:: Data provided

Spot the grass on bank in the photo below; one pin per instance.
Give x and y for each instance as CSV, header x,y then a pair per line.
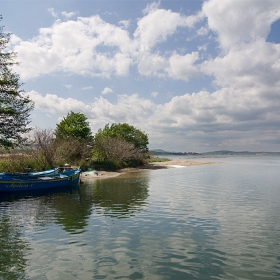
x,y
20,163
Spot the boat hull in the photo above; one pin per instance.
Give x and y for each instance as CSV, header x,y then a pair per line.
x,y
39,183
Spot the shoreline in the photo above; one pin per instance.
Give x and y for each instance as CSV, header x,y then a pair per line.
x,y
90,175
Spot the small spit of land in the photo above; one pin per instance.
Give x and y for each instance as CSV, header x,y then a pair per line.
x,y
151,166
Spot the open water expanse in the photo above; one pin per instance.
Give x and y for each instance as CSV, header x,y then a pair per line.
x,y
218,221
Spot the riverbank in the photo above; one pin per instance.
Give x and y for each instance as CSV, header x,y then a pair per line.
x,y
85,176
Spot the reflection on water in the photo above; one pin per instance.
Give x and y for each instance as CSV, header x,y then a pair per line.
x,y
13,249
119,198
202,222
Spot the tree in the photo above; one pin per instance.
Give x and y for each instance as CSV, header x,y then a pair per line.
x,y
120,142
74,125
15,106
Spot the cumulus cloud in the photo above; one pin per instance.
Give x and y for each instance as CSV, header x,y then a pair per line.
x,y
87,88
68,15
106,90
244,68
78,46
154,94
240,22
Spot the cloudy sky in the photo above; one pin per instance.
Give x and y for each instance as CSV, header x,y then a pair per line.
x,y
194,75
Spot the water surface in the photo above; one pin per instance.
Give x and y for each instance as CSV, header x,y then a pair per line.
x,y
217,221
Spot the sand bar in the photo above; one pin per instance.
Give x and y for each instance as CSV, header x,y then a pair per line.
x,y
85,176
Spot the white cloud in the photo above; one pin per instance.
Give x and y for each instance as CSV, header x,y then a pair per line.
x,y
152,29
53,13
87,88
237,22
182,67
68,15
106,90
68,86
154,94
125,23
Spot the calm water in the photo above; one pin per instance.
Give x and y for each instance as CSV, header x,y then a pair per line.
x,y
218,221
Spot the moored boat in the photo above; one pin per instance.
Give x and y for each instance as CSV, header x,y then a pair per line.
x,y
63,179
29,174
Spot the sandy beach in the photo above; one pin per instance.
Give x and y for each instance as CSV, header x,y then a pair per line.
x,y
85,176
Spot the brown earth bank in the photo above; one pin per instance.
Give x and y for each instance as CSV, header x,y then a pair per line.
x,y
85,176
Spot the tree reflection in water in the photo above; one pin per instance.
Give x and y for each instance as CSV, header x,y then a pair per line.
x,y
12,250
119,197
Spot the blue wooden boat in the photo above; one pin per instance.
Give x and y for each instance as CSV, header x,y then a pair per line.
x,y
28,174
63,179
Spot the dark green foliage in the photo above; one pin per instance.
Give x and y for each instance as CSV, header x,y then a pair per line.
x,y
15,107
122,144
74,125
126,132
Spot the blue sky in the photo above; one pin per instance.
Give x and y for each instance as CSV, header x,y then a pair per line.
x,y
194,75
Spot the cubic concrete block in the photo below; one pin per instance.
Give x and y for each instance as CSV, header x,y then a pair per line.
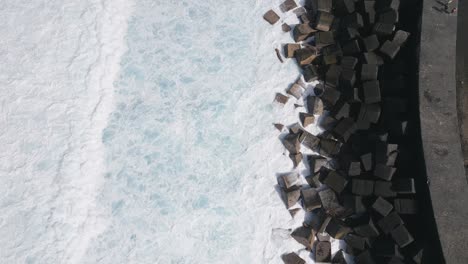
x,y
335,181
366,160
310,73
369,72
306,119
384,189
406,206
324,21
271,17
305,56
288,5
390,49
304,236
371,42
311,199
323,39
281,98
371,91
362,187
290,49
382,206
389,222
292,258
402,236
323,252
295,90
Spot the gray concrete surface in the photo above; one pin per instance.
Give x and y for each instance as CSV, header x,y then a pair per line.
x,y
440,130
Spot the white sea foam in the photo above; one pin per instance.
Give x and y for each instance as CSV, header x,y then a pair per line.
x,y
190,152
60,60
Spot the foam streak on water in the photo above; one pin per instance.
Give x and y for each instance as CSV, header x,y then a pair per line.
x,y
191,151
59,61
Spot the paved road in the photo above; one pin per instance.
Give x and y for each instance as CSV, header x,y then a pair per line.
x,y
440,127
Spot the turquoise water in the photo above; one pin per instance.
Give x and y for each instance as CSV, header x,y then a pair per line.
x,y
176,143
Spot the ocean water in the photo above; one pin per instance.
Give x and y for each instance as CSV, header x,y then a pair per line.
x,y
141,132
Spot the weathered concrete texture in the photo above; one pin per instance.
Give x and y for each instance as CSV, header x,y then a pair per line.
x,y
440,131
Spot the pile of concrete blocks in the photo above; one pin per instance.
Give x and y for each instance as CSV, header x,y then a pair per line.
x,y
353,48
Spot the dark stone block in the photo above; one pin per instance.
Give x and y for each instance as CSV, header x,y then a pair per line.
x,y
340,111
295,90
335,181
305,56
366,160
324,5
290,198
354,168
330,95
327,123
281,98
344,129
384,247
285,27
351,47
371,42
364,258
362,187
323,252
369,113
401,236
349,6
355,204
367,230
331,204
310,141
349,62
289,181
356,241
388,17
324,21
316,162
384,189
296,159
383,29
329,147
390,49
382,206
304,236
290,49
339,258
369,72
306,119
302,31
348,77
406,206
292,258
310,73
389,222
313,180
291,143
337,229
323,39
271,17
353,20
404,186
371,92
384,172
288,5
369,6
333,75
311,199
372,58
400,37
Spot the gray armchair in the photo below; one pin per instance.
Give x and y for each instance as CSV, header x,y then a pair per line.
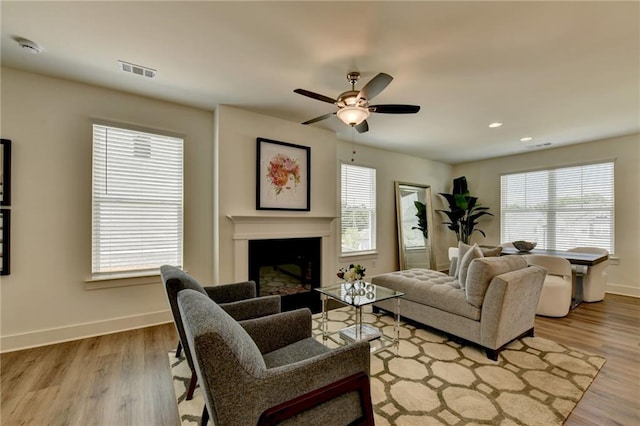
x,y
271,370
238,300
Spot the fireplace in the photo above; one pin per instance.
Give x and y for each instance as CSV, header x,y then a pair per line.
x,y
287,267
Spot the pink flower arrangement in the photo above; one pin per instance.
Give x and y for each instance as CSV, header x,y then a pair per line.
x,y
280,167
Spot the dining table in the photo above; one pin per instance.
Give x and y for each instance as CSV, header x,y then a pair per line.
x,y
580,262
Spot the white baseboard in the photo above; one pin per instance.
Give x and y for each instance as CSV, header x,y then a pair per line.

::::

(Assignment):
All entries should be restated word for word; no images belong in the copy.

(Response for this exercise):
Spot the grass on bank in the photo below; one pin per instance.
Give x and y for each instance as CSV, header x,y then a pair per line.
x,y
20,163
Spot the boat hull in the photo above; one pin per instance.
Give x and y for each instance as CSV, header x,y then a pair per line.
x,y
39,183
Spot the shoreline in the photo above; one pin per instance.
Give x and y for each instance as CSV, header x,y then a pair per line.
x,y
90,175
Spot the small spit of land in the photo above; one pin per instance.
Give x and y for each instance as CSV, header x,y then a pair per line.
x,y
151,166
Spot the open water expanse in the photo above; one pin per instance.
Give x and y for each instance as CSV, header x,y then a pair per line.
x,y
218,221
Spot the riverbank in the photo above; one pin per instance.
Give x and y for each instance as CSV, header x,y then a pair per line.
x,y
85,176
Spot the reflection on water in the photo above; one pin per instance.
Give x and y for each instance as CSV, header x,y then a pair per line.
x,y
13,249
119,198
202,222
Spot the tree in the photo above; one pin per instance.
Give x and y for each instance as CSV, header x,y then a pair per line.
x,y
120,142
74,125
15,106
Spot the cumulus cloud in the photo above; one pin per instance.
Give x and y for each instance as CSV, header x,y then a pair per line.
x,y
87,88
68,15
106,90
244,68
78,46
154,94
240,22
Spot the cloudy sky in the photo above; one pin per instance.
Give x and y for each instance as CSV, header x,y then a pair per line.
x,y
194,75
Spot the water surface in the photo above; one pin per instance.
Give x and y for each instance as CSV, header x,y then a pair per line.
x,y
217,221
Spot the sand bar in the photo above; one pin per instance.
Give x and y for each instance as CSV, header x,y then a pair per line.
x,y
85,176
Spot the white cloud in the photo above; one pin per instance.
Give x and y for each instance as CSV, header x,y then a pair per line.
x,y
152,29
53,13
87,88
237,22
182,67
68,15
106,90
68,86
154,94
125,23
Spot the calm water in the photo above; one pin per instance.
Give x and y for each instance as CSV, header x,y then a pair per line.
x,y
218,221
Spot the moored boat in the photo above; one pin per instance.
Give x and y for each instance as CSV, header x,y then a pair per line.
x,y
63,179
29,174
Spot the sandy beach in the photo above; one pin per instance.
Give x and y for each instance as CSV, header x,y then a pair per line.
x,y
85,176
Spot the brown earth bank in the photo above; one pin per instance.
Give x and y for each instance as CSV, header x,y then a pair per line.
x,y
85,176
Spot the tree reflection in water in the photo above; one pin per instance.
Give x and y for each instance as CSV, header x,y then a pair per line.
x,y
12,250
119,197
Spot the blue wooden boat in the photo above; one pin per instance.
Give x and y for each instance as CSV, header x,y then a pair per line.
x,y
28,174
63,179
Spot the dark green foliage in the photo above; one pin per instance.
Give x and y for each instance as CSV, header x,y then a pair per line.
x,y
15,107
122,144
74,125
126,132
Spot the blue sky in the photo above; one pin per instance.
Give x and y for each instance as CSV, header x,y then a pair per line.
x,y
194,75
Spot the cubic concrete block in the photo below; one pin per instance.
Give x and y for each instance as CSV, header x,y then a pair per line.
x,y
335,181
366,160
310,73
369,72
306,119
384,189
406,206
324,21
271,17
305,56
288,5
390,49
304,236
371,42
311,199
323,39
281,98
371,91
362,187
290,49
382,206
389,222
292,258
402,236
323,252
295,90
Spot the gray concrete surface in the photo above; one pin per instance.
Give x and y for each instance as CSV, header x,y then a pair per line.
x,y
440,130
Spot the white sea foam in the photo above; one pin per instance.
Give x and y for each instance as CSV, header x,y then a pair per line.
x,y
190,152
60,60
Spot the foam streak on water in the photo above; one pin per instance.
Give x and y for each instance as CSV, header x,y then a pair per line.
x,y
191,151
59,61
Spot the paved road in the photo above; one pin per instance.
Give x and y for each instance as CSV, header x,y then a pair per line.
x,y
440,127
Spot the turquoise water in the photo above; one pin per instance.
Give x and y for each instance as CSV, header x,y then a pair per line.
x,y
176,143
Spot the ocean water in the photo above; one pin per instance.
Give x and y for each instance as CSV, header x,y then a pair per line.
x,y
141,132
Spot the weathered concrete texture in the photo above; one pin per instance.
Give x and y for each instance as CSV, header x,y then a pair per line.
x,y
440,131
Spot the pile of concrete blocks in the photo above; one pin per instance.
Give x and y for each instance as CSV, header x,y then a pair per line.
x,y
353,48
Spot the dark stone block in the photo above; one pin per instance.
Give x and y for each instance as CSV, header x,y then a pair per line.
x,y
340,111
295,90
335,181
305,56
366,160
324,5
290,198
354,168
330,95
327,123
281,98
344,129
384,247
285,27
351,47
371,42
364,258
362,187
323,252
369,113
401,236
349,6
355,204
367,230
331,204
310,141
349,62
289,181
356,241
388,17
324,21
316,162
384,189
296,159
383,29
329,147
390,49
382,206
304,236
290,49
339,258
369,72
306,119
302,31
348,77
406,206
292,258
310,73
389,222
313,180
291,143
337,229
323,39
271,17
353,20
404,186
371,92
384,172
288,5
369,6
333,75
311,199
372,58
400,37
Spot the gray armchair in the photo below; one pin per instance.
Give x and y for each instance as CSV, header x,y then a pair per line.
x,y
271,370
238,300
Spot the fireplace in the photo above; one pin per instance.
Give x and y for each instance as CSV, header x,y then a pair per line.
x,y
287,267
Spot the pink flower arrangement in the photo above; one pin per instance.
Give x and y for each instance as CSV, header x,y then a pair per line.
x,y
280,167
Spot the dining table in the photo above; one pin per instance.
Give x and y for each instance as CSV, header x,y then a pair per line.
x,y
580,262
Spot the white baseboard in the photo above; one pin per instance.
Give x and y for each instance as CSV, header x,y then a pair per line.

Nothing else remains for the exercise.